DESCRIPTION OF THE TASK:
Copy the lines below exactly, taking only the stretch from the line containing "# test: pin the man's open" through the line containing "point(552, 298)", with both of those lines included.

INPUT ROWS:
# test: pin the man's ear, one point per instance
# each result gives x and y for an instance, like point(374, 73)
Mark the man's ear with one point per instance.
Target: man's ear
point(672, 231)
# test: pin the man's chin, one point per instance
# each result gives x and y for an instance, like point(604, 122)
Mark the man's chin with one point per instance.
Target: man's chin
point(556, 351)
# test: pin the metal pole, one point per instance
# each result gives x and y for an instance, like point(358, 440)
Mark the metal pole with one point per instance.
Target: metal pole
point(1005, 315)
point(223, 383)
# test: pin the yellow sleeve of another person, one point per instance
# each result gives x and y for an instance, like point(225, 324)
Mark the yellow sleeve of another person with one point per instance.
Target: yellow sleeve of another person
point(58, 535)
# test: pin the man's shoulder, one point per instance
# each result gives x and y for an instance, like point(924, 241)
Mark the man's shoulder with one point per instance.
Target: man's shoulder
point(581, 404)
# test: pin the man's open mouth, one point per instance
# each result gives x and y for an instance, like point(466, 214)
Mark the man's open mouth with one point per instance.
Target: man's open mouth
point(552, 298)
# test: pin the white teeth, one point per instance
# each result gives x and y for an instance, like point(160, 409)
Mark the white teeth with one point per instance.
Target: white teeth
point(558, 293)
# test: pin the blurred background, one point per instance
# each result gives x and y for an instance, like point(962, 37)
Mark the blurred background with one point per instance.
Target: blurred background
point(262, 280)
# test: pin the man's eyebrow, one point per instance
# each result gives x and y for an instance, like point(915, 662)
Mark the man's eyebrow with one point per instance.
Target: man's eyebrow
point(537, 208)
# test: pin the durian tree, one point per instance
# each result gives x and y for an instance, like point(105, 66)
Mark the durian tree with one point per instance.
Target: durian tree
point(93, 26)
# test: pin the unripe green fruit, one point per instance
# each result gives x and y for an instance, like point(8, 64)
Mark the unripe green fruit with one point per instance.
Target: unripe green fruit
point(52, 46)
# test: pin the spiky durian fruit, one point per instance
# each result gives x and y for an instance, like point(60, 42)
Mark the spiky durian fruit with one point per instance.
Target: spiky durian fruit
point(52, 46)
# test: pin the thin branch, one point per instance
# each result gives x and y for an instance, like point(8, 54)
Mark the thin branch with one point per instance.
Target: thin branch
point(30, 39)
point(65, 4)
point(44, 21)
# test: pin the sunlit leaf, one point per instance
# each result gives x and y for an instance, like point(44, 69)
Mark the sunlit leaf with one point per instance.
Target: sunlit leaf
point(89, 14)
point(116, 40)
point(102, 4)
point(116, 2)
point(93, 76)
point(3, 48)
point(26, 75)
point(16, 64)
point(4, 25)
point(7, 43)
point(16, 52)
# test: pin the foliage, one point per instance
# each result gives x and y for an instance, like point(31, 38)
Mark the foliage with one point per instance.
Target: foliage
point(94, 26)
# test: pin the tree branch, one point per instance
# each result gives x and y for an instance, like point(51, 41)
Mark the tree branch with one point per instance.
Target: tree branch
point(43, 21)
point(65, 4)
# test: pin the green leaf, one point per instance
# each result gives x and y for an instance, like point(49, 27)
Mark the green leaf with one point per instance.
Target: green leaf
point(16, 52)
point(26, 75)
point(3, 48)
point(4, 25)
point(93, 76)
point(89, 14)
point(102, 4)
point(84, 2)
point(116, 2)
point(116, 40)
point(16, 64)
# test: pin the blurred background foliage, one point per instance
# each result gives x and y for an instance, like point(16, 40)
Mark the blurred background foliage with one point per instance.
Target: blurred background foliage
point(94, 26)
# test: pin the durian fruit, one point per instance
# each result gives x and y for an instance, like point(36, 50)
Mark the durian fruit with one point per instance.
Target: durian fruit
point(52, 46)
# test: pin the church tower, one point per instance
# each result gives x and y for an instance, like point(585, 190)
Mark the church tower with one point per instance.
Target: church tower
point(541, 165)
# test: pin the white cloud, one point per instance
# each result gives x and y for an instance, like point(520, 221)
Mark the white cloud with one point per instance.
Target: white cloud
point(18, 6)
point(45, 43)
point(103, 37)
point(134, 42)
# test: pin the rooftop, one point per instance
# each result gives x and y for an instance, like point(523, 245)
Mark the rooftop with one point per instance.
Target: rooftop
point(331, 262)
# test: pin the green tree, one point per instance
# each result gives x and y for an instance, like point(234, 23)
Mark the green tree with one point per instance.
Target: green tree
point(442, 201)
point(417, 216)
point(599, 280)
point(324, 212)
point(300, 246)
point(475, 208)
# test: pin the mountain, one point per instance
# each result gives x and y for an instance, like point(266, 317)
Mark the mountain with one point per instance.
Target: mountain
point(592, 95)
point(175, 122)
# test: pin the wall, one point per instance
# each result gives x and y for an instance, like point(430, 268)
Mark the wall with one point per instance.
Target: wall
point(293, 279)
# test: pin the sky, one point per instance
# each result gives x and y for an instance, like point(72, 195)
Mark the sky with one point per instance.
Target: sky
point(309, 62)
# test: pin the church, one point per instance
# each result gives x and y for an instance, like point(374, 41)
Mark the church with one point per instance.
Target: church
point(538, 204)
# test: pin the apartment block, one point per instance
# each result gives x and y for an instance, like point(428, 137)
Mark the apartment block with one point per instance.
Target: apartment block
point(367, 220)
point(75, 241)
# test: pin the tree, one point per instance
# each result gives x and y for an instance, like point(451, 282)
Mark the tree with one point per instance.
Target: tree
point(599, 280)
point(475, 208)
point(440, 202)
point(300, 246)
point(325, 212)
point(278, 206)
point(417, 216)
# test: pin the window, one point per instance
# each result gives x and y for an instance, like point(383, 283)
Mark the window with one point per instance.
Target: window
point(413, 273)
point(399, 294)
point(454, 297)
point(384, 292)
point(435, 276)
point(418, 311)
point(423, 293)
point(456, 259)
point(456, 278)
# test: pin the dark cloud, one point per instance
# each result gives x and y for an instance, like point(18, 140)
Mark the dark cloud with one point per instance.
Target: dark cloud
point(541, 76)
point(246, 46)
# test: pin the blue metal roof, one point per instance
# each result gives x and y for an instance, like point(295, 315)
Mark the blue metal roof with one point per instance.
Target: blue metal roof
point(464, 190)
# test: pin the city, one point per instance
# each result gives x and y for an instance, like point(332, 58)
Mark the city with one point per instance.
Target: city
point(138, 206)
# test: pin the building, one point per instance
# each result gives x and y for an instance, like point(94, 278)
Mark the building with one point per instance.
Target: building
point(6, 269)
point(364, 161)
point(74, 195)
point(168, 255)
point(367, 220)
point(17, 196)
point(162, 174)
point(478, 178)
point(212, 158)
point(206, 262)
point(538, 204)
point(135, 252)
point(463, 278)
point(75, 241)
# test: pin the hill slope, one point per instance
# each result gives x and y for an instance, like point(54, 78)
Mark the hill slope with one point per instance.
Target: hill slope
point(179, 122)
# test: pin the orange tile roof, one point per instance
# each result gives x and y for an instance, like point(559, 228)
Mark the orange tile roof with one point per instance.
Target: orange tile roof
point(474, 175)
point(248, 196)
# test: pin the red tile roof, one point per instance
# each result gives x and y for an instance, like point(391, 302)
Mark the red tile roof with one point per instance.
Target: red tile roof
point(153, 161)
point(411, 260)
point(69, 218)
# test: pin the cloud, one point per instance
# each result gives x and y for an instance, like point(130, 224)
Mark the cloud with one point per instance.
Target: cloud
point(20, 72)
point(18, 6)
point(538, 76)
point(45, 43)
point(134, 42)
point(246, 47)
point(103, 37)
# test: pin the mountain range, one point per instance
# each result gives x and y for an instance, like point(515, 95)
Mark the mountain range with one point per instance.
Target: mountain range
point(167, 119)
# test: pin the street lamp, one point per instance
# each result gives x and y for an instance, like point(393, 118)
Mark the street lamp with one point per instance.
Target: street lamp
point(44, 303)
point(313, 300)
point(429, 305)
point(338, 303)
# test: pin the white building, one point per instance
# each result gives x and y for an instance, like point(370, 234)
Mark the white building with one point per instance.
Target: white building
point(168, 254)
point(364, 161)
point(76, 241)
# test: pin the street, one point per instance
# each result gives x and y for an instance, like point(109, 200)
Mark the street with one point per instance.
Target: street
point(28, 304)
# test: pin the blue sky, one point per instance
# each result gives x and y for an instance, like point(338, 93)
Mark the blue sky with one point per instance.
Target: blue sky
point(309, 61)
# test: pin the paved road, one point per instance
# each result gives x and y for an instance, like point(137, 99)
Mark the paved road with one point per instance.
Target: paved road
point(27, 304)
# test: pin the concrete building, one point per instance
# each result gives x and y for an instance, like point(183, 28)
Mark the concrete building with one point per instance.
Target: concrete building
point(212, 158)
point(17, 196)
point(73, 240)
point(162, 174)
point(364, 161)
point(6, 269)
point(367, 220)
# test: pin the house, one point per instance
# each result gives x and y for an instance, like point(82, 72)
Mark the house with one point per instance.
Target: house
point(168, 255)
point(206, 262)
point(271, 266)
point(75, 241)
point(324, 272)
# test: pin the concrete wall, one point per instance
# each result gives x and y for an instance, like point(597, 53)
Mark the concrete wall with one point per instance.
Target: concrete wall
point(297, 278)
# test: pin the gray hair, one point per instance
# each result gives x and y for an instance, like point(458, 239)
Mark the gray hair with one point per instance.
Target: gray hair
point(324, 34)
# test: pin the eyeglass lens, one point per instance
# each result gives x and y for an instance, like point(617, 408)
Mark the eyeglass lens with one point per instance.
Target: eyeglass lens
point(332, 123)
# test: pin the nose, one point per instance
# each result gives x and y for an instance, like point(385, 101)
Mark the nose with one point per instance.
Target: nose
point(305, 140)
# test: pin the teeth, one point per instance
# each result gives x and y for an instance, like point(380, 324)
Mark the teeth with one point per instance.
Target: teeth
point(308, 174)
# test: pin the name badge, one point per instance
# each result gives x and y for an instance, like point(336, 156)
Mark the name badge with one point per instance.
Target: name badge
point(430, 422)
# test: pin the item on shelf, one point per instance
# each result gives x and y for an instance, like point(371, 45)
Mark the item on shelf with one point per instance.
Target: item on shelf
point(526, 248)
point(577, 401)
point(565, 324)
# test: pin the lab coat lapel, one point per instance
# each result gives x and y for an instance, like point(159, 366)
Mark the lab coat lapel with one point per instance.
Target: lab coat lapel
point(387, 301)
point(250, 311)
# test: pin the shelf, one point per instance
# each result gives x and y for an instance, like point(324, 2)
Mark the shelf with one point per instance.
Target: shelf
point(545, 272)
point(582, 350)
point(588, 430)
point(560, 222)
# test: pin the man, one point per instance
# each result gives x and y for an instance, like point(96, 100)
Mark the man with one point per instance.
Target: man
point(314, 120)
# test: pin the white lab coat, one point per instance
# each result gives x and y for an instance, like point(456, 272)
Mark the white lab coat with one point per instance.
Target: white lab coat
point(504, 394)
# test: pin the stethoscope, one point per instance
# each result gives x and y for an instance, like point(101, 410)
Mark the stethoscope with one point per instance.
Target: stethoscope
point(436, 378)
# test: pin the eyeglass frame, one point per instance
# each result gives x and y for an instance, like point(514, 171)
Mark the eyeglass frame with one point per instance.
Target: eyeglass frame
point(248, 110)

RESULT OF THE EXERCISE:
# test: pin the man's open mouth, one point per instance
# each result gives x and y for an instance, like point(466, 214)
Mark the man's open mouth with one point per instance.
Target: man's open mouth
point(552, 298)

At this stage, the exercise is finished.